Short task
Below is a listing; copy all of it exactly.

•••••

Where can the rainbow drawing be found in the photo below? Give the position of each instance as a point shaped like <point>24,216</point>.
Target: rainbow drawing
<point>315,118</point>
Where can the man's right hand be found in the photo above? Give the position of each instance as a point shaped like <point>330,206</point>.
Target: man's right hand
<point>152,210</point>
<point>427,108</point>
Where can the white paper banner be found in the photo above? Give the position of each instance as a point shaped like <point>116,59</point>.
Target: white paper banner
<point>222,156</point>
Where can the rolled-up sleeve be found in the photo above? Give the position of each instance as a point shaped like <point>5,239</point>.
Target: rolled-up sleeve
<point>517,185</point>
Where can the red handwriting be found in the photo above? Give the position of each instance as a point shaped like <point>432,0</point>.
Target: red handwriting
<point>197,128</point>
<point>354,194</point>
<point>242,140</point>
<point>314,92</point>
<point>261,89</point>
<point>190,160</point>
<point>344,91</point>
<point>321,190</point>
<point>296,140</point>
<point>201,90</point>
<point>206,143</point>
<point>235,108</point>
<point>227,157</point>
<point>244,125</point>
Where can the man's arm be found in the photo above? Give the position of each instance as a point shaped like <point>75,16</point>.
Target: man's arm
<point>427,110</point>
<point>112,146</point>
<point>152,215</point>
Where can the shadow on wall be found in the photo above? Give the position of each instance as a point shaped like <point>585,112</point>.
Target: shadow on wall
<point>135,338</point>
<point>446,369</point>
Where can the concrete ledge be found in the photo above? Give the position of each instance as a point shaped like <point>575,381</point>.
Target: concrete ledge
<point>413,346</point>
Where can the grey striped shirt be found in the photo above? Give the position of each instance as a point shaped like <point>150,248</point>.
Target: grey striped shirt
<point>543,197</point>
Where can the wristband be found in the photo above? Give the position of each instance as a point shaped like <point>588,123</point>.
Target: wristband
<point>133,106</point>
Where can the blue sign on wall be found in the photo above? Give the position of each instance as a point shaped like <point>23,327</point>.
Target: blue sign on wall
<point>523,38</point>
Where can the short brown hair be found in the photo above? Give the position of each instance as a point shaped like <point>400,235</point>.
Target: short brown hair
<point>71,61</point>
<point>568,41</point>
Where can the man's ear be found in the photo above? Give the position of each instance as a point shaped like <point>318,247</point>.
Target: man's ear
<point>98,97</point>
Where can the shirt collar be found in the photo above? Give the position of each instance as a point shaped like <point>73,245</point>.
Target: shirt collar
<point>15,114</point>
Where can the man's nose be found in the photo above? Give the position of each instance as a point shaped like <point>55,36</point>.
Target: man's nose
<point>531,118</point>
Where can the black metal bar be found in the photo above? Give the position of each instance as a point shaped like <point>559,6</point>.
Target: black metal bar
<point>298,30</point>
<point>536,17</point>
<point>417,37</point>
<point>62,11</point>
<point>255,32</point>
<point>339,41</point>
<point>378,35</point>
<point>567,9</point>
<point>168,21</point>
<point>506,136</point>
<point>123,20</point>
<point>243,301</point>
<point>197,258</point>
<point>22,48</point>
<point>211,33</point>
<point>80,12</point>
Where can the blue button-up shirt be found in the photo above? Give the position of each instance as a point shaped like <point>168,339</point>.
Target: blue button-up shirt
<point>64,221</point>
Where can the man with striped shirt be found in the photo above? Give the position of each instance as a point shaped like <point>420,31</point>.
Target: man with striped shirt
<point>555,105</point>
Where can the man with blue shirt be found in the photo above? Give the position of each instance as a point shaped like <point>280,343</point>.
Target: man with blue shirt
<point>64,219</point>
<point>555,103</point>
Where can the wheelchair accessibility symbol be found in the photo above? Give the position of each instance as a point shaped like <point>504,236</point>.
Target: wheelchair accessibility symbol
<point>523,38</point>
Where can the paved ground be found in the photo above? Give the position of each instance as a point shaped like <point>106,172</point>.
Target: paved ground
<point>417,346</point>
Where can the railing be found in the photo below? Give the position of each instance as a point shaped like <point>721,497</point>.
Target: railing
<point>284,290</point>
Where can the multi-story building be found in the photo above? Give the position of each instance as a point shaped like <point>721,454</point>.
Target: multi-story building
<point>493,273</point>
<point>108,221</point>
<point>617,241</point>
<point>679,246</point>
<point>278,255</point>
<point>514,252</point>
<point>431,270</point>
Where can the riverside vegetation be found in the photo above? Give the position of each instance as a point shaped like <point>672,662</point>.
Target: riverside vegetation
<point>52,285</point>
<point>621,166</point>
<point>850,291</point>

•••••

Answer to the task
Where can the rainbow drawing be found in the photo below? Give the position of each instance as a point shaped like <point>24,216</point>.
Target: rainbow drawing
<point>315,118</point>
Where can the man's right hand be found in the photo above? Give the position of each instance as a point shaped like <point>330,206</point>.
Target: man's right hand
<point>152,210</point>
<point>427,108</point>
Where can the white paper banner be found in the photo above? Give the position of each instance as a point shaped like <point>116,59</point>.
Target: white paper banner
<point>222,156</point>
Where can the rolled-up sleeve be found in the photo above? Give the position of each instance as a point shaped like <point>5,239</point>.
Target: rolled-up sleeve
<point>517,185</point>
Where can the red handwriting be found in the photo above? Give the position of each instance as a point shaped like <point>432,0</point>.
Target: red handwriting
<point>197,128</point>
<point>354,194</point>
<point>242,140</point>
<point>314,92</point>
<point>261,89</point>
<point>190,160</point>
<point>344,91</point>
<point>321,190</point>
<point>296,140</point>
<point>201,90</point>
<point>206,143</point>
<point>235,108</point>
<point>227,157</point>
<point>244,125</point>
Where can the man's arm be found in the photo above? Give the position of each instance as a point shaped like <point>75,16</point>.
Target: man's arm
<point>427,110</point>
<point>112,146</point>
<point>152,215</point>
Where can the shadow on wall be found in the photo above? Give the position of each instance as a point shaped like <point>585,112</point>.
Target: shadow on wall
<point>135,338</point>
<point>446,369</point>
Where can the concrete ledge be found in the photo above? Give the position of each instance as a point shaped like <point>575,381</point>.
Target: concrete ledge
<point>413,346</point>
Where can the grey striped shirt be found in the photo above? Give the position of each instance as a point shaped like <point>150,248</point>.
Target: grey striped shirt
<point>543,197</point>
Where can the wristband be found in the photo above? Give the position of each instance as a point shaped like <point>588,123</point>.
Target: wristband
<point>133,106</point>
Where can the blue sign on wall be found in the photo above? Give the position of each instance as a point shaped like <point>23,327</point>.
Target: blue sign on wall
<point>523,38</point>
Where can the short brown hair be found in the photo above? Give the position of each instance as a point shaped like <point>400,235</point>.
Target: short brown hair
<point>71,61</point>
<point>568,41</point>
Where can the man's ear be found in the photo above? Give the position of each instance as a point shaped like <point>318,247</point>.
Target: man's ear
<point>98,97</point>
Where can the shirt collar be found in the photo above? Give the position of each instance as a point shaped like <point>73,245</point>.
Target: shirt collar
<point>15,114</point>
Where can the man's nose be found in the photo above? Give the position of each instance as a point shaped like <point>55,36</point>.
Target: man's nose
<point>531,118</point>
Where can the black metal bar be found in the photo above? Give the position of each instance as a point shaped like <point>559,6</point>.
Target: black metal bar
<point>298,30</point>
<point>536,17</point>
<point>417,37</point>
<point>62,11</point>
<point>255,32</point>
<point>339,41</point>
<point>378,35</point>
<point>567,9</point>
<point>168,21</point>
<point>506,136</point>
<point>123,20</point>
<point>243,301</point>
<point>197,258</point>
<point>22,48</point>
<point>211,33</point>
<point>80,12</point>
Where can the blue button-up shirt be found in the photo above? Give the position of each instance as a point shaped like <point>168,339</point>.
Target: blue button-up shirt
<point>64,221</point>
Where can the man with striped shirt be found in the photo above? Give the position of each instance as a point shaped like <point>420,31</point>.
Target: man with striped shirt
<point>555,105</point>
Where can the man with blue shirt be found in the photo above? Give the position of each instance as a point shaped like <point>280,343</point>.
Target: man with blue shirt
<point>64,219</point>
<point>555,103</point>
Where can the wheelchair accessibility symbol be found in the photo above? Give the position of each instance as a point shaped like <point>504,236</point>.
Target: wheelchair accessibility symbol
<point>523,38</point>
Where can the paved ground be found in the photo above? Give the position of each instance as a point shaped like <point>106,172</point>.
Target: paved ground
<point>417,346</point>
Where can the railing be found in the photo below? Give the position of each instance as a point shaped like <point>721,497</point>.
Target: railing
<point>284,290</point>
Where can the multi-story building be found in the photo above? Give the position of each instance as a point shaped like <point>721,454</point>.
Target: multi-story building
<point>493,273</point>
<point>108,221</point>
<point>617,241</point>
<point>679,246</point>
<point>278,255</point>
<point>514,252</point>
<point>431,270</point>
Where can the riverside vegetation be found in the photo above? Give the position of each instance as a point shaped like <point>672,662</point>.
Target: riverside vegetation
<point>52,285</point>
<point>621,166</point>
<point>850,291</point>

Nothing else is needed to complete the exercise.